(Saved entries)

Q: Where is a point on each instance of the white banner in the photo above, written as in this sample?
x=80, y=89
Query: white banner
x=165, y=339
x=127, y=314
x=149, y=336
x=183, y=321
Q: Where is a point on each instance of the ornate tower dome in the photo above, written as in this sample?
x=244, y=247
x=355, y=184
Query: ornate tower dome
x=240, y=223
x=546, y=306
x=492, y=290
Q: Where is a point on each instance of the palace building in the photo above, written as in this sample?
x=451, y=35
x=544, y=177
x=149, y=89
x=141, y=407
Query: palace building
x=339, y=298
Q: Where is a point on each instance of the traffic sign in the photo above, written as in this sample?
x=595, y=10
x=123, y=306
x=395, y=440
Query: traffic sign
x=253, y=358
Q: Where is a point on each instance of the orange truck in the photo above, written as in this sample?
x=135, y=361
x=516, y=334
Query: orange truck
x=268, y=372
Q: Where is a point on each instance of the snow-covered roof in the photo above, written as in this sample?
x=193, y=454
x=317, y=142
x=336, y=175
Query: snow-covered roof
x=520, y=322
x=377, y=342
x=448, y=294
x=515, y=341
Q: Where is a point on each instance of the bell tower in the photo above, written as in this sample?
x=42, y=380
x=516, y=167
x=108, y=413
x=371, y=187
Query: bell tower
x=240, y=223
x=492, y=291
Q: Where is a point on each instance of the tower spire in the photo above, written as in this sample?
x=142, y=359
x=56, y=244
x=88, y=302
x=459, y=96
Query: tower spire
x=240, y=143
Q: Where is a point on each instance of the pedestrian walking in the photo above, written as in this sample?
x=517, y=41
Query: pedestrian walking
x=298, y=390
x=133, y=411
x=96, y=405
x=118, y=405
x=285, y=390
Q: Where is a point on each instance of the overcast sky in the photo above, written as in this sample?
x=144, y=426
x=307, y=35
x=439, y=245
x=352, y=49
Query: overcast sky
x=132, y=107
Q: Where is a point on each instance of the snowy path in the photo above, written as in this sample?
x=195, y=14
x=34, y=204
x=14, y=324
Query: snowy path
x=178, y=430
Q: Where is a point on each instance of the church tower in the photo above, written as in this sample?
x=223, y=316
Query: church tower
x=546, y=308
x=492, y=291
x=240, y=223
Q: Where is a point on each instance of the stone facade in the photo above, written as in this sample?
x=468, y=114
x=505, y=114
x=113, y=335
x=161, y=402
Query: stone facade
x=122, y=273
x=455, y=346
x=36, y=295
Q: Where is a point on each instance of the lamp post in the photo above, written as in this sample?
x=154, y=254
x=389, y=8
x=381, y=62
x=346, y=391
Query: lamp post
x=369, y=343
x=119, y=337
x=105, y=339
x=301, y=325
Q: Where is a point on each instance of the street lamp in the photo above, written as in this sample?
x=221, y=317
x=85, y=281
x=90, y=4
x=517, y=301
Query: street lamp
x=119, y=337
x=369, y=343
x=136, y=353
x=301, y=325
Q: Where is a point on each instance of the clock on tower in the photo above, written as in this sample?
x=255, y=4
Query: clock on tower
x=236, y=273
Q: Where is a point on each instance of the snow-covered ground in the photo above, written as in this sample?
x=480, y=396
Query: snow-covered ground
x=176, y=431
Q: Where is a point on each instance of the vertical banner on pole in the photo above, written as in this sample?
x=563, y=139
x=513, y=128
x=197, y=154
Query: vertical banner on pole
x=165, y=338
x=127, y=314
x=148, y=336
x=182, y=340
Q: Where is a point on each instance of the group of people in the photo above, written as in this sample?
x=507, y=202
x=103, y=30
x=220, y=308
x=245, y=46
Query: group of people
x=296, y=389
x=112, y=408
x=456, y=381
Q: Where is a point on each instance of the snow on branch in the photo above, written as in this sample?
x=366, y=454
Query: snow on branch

(WHAT THIS TASK INVOLVES) Your answer should be all lines from the data that contain "branch".

(RESULT)
Q: Where is a point on each instance of the snow on branch in the photo above, written as in this sample?
Query: snow on branch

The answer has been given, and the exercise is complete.